Pointing dataset material -
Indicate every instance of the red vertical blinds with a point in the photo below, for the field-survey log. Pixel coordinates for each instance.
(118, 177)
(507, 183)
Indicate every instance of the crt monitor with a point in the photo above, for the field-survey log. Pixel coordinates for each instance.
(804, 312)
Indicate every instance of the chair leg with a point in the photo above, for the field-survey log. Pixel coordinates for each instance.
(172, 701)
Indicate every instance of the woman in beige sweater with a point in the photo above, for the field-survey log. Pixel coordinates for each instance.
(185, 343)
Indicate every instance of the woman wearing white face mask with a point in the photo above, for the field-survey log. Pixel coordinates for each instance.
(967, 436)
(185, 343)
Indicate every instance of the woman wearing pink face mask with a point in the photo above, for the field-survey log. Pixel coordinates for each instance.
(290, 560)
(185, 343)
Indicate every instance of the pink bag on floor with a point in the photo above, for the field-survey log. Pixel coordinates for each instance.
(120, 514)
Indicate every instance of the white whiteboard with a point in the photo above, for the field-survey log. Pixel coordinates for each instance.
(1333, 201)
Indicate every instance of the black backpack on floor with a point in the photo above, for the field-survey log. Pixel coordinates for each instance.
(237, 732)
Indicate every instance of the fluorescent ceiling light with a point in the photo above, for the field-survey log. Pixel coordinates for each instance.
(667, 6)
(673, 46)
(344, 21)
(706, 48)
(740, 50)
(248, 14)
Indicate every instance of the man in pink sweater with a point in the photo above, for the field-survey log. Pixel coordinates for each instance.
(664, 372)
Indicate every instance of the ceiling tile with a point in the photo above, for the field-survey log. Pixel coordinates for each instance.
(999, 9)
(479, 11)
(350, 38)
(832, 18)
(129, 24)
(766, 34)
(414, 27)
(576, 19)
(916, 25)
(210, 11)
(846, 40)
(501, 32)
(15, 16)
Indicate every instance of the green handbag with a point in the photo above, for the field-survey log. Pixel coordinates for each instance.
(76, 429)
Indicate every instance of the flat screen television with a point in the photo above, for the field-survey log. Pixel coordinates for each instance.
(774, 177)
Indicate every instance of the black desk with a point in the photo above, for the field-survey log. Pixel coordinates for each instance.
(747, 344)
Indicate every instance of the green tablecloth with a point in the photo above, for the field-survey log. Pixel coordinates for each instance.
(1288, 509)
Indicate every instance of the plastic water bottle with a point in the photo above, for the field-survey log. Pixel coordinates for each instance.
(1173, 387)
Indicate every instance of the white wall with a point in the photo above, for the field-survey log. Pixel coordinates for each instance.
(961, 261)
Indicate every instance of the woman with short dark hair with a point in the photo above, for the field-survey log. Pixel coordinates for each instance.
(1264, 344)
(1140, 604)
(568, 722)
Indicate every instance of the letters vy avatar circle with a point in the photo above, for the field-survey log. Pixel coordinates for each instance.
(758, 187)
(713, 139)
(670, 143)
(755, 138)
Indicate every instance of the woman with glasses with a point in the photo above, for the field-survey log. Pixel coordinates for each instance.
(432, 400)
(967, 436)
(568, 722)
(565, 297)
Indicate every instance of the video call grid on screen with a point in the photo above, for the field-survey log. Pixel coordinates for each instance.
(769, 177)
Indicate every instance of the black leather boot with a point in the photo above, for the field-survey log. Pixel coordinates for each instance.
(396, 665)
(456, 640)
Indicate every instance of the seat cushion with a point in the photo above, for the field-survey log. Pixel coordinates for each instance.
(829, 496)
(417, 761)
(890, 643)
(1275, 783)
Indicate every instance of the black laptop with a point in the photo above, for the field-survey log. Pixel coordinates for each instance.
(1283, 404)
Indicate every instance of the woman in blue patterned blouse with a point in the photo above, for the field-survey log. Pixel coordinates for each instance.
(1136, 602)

WHAT IS NEEDED - Render the material above as a Markdown table with the columns "No." and "Text," starting at the line that contains "Indicate every instance of the black laptop" and running through the end of the material, both ends included. Number each row and leave out blank lines.

THE ANSWER -
| No. | Text |
|---|---|
| 1 | Indicate every instance of the black laptop with a point in the photo above, for the field-survey log. Pixel coordinates for each instance. |
| 2 | (1283, 404) |
| 3 | Indicate every instance of the woman in blue patterned blouse with a point in the photo above, for the field-survey log. Pixel coordinates for each instance. |
| 4 | (1136, 602) |